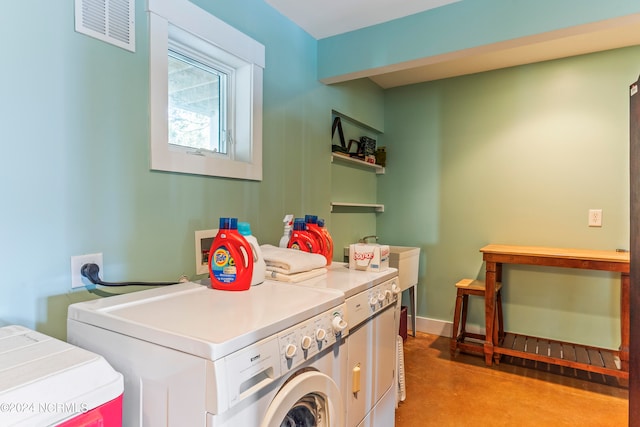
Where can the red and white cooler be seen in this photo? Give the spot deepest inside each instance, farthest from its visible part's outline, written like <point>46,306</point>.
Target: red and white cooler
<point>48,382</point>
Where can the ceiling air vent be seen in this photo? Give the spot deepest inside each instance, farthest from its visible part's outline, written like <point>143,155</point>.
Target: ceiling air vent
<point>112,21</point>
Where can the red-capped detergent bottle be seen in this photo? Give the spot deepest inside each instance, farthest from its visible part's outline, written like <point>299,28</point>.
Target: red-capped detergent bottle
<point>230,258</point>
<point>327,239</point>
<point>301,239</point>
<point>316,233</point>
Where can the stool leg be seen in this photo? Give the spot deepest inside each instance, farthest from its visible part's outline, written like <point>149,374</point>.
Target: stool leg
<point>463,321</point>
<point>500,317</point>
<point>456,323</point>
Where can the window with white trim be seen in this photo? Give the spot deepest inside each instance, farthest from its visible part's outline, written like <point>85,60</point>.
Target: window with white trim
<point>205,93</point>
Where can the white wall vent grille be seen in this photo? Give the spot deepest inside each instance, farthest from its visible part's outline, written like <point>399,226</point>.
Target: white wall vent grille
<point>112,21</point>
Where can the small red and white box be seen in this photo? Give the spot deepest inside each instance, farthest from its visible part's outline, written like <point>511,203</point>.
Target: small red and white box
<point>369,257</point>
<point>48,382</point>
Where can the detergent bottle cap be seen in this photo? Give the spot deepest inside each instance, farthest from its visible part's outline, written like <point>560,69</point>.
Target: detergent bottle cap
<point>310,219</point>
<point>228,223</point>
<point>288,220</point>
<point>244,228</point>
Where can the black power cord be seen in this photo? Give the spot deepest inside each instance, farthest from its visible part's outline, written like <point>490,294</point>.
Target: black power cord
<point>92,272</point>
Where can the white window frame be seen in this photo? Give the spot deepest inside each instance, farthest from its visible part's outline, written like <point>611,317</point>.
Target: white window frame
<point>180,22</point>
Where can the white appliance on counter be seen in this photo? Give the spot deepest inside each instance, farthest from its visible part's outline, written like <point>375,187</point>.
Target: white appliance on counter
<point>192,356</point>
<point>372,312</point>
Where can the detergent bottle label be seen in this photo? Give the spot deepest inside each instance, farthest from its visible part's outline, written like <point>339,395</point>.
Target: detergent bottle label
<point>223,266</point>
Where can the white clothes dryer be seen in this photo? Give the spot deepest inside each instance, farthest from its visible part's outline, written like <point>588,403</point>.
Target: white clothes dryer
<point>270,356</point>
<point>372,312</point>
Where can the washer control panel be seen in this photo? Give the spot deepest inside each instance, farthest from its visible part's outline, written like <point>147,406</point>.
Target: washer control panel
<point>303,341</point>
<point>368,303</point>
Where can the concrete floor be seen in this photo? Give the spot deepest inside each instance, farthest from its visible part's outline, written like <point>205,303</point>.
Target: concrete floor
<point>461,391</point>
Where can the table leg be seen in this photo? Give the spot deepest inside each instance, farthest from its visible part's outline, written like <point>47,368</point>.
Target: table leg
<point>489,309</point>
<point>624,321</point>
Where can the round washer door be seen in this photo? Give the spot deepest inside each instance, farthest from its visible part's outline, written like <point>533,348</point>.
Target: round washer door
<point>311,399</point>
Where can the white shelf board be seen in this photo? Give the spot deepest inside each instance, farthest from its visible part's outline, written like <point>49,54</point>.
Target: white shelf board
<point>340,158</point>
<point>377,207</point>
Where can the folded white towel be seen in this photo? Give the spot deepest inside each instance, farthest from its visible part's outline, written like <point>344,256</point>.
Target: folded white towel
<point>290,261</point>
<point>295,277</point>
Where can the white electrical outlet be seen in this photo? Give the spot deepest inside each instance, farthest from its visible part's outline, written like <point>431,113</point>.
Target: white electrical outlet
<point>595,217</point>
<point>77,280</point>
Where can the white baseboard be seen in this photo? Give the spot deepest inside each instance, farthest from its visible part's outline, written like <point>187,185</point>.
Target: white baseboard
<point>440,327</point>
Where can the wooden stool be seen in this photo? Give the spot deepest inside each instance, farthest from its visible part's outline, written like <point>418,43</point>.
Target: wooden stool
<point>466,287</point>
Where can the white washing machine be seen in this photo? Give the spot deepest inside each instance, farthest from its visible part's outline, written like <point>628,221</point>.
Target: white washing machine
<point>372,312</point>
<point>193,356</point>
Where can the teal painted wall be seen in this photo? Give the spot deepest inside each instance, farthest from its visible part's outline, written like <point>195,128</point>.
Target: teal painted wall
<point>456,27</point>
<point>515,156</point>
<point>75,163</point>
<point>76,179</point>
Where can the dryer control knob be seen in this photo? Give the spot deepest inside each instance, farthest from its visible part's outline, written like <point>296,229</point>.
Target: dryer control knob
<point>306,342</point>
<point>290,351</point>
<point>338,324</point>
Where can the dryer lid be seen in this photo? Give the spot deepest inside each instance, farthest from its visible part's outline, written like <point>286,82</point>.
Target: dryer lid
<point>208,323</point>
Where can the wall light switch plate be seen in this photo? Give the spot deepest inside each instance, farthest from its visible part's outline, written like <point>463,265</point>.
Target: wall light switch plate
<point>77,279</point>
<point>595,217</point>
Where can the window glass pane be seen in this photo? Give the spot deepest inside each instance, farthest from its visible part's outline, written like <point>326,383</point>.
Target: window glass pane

== GIVEN PROBLEM ==
Recast all of the material above as a numbered list, with one entry per line and no blank lines. Leave the pictures out.

== RESULT OF THIS EXERCISE ==
1. Where can the red and white cooler be seen in this photo? Give the spot deepest inside each instance, farthest from its visible part's outline, written like <point>46,306</point>.
2. Target: red and white cooler
3. <point>48,382</point>
4. Where can the ceiling air vent be seen in this photo? Give the spot deepest inside each instance, farthest from its visible part's outline, written like <point>143,155</point>.
5. Target: ceiling air vent
6. <point>112,21</point>
7. Where can the red-capped detergent bottle be seen in this photo? Give the spot deepest inside each instance, farthest from its visible part's outline, written like <point>299,28</point>.
8. Target: red-capped detergent bottle
9. <point>230,258</point>
10. <point>327,239</point>
11. <point>301,239</point>
12. <point>316,233</point>
13. Where can the stool leg be seen in this photo? Give the spot deepest inside each instance, farthest from its visible part's outline, written like <point>149,374</point>.
14. Target: stool leg
15. <point>463,321</point>
16. <point>500,317</point>
17. <point>456,323</point>
18. Where can the window with white trim be seen in this photo? Give the spot deepest inside each instance, farthest from its visible part's outline, written like <point>85,60</point>.
19. Target: window with white trim
20. <point>205,93</point>
21. Where can the white wall vent grille be seen in this photo? Give the spot deepest inside each instance, farthest from its visible part's outline, written like <point>399,226</point>.
22. Target: white wall vent grille
23. <point>112,21</point>
24. Where can the small red and white box be seen in this photo? Give the spot deepest inside each instance, farthest from its visible part's outline, written like <point>511,203</point>.
25. Target: small red and white box
26. <point>369,257</point>
27. <point>48,382</point>
28. Where can the detergent bottle cap be seen in this photo? Give the spot deepest inside each instance, farthest from its visible part's outline, written like <point>560,69</point>.
29. Target: detergent bottle cap
30. <point>310,219</point>
31. <point>228,223</point>
32. <point>288,220</point>
33. <point>244,228</point>
34. Where can the black power cord be seen in this photo? Give the spot deepest inside each instance, farthest from its visible part's outline, written like <point>490,294</point>.
35. Target: black power cord
36. <point>92,272</point>
37. Where can the white window frame be seen in this photo? Give the spot deepest inside each instance, farthest from its visible part's outline, written like <point>611,317</point>.
38. Target: white window frame
39. <point>180,22</point>
40. Where can the white appliance on counter be seen in this photo? Give the spot deepest inside each instance, farthest from its visible part's outline, written like <point>375,187</point>.
41. Target: white appliance on counter
42. <point>192,356</point>
43. <point>372,312</point>
44. Where can the detergent bottle label be seen in this photo? Give the spot deepest inside each instance, farthest from its visible part's outline, written like <point>339,395</point>.
45. Target: detergent bottle label
46. <point>223,266</point>
47. Where can the white clothes dryer be seen in this photo? Give the spot deepest inside each instance, farthest from its visible part's outline, written like <point>588,403</point>.
48. Target: white clothes dryer
49. <point>270,356</point>
50. <point>372,312</point>
51. Where can the washer control panel be seen in this photo? Give the spot deepest inside each instance, farthest from its visible part's outline, written like <point>147,406</point>.
52. Target: washer control panel
53. <point>303,341</point>
54. <point>368,303</point>
55. Where can the concrete floor be seen in this photo? Give the spot deepest inside each instance, farthest from its visible part's outline, written like <point>205,303</point>.
56. Target: concrete floor
57. <point>461,391</point>
58. Where can the table leg be seen in this photo? Give the spot deepest inside each instance, farthest from its visible part's outline, written like <point>47,368</point>.
59. Target: table leg
60. <point>489,309</point>
61. <point>624,321</point>
62. Where can the round washer door be seen in this photo? Give the spot deepest inside each instance, farthest from its visible part's outline, written like <point>533,348</point>.
63. Target: round washer door
64. <point>311,399</point>
65. Where can the white shelf board be seen in this photo? Give the spot deepest inside each instance, farthest from its visible part's outline, written like <point>49,54</point>.
66. Target: white shelf board
67. <point>340,158</point>
68. <point>377,207</point>
69. Where can the folded white towel be seen in this photo? Give the spot deepest inside each instance, farthest from its visible part's outline, written like <point>344,256</point>.
70. Target: folded white towel
71. <point>290,261</point>
72. <point>295,277</point>
73. Where can the white electrical outlet be seen in this photo? Give the spot deepest inside each instance, farthest from its visible part's outline, written like <point>431,113</point>.
74. Target: white electrical outlet
75. <point>595,217</point>
76. <point>77,280</point>
77. Where can the white baseboard be seen in this photo? Give the spot deepest inside each instance, farthest from its visible part's outline, written like <point>187,185</point>.
78. Target: white baseboard
79. <point>440,327</point>
80. Where can the wooden stool be seen in this photo? Give the spot deepest inside each instance, farthest from its visible part's outline, written like <point>418,43</point>.
81. Target: wooden stool
82. <point>466,287</point>
83. Where can the white washing machine be seen in this photo? Give the spot deepest inside each instance, farthest from its visible part's outline, written like <point>628,221</point>.
84. Target: white washing machine
85. <point>372,312</point>
86. <point>193,356</point>
87. Where can the teal painted wall be seen in this photo? Give the spot deepest inside each instance, farthest from its visible part's outline, written like <point>195,128</point>.
88. Target: teal painted wall
89. <point>456,27</point>
90. <point>515,156</point>
91. <point>75,163</point>
92. <point>76,179</point>
93. Where can the dryer control knob be seen in this photo? Give the spot deepest inside each instance, farthest from its visible part's outline, written like <point>296,229</point>.
94. Target: dryer control knob
95. <point>306,342</point>
96. <point>290,351</point>
97. <point>338,324</point>
98. Where can the dryer lid be seen in this photo? Give the spot deepest inside each instance, farthest from its visible part's outline, written like <point>286,82</point>.
99. Target: dryer lid
100. <point>208,323</point>
101. Where can the wall light switch plate be seen in this photo? Give the spot deepest inside each instance, farthest from its visible part's outline, written like <point>463,265</point>.
102. Target: wall light switch plate
103. <point>77,279</point>
104. <point>595,217</point>
105. Where can the window glass pane be seen in this photo? Give the spot deepest inside each instance, farthest from its visible part's outline, written like <point>326,383</point>.
106. Target: window glass pane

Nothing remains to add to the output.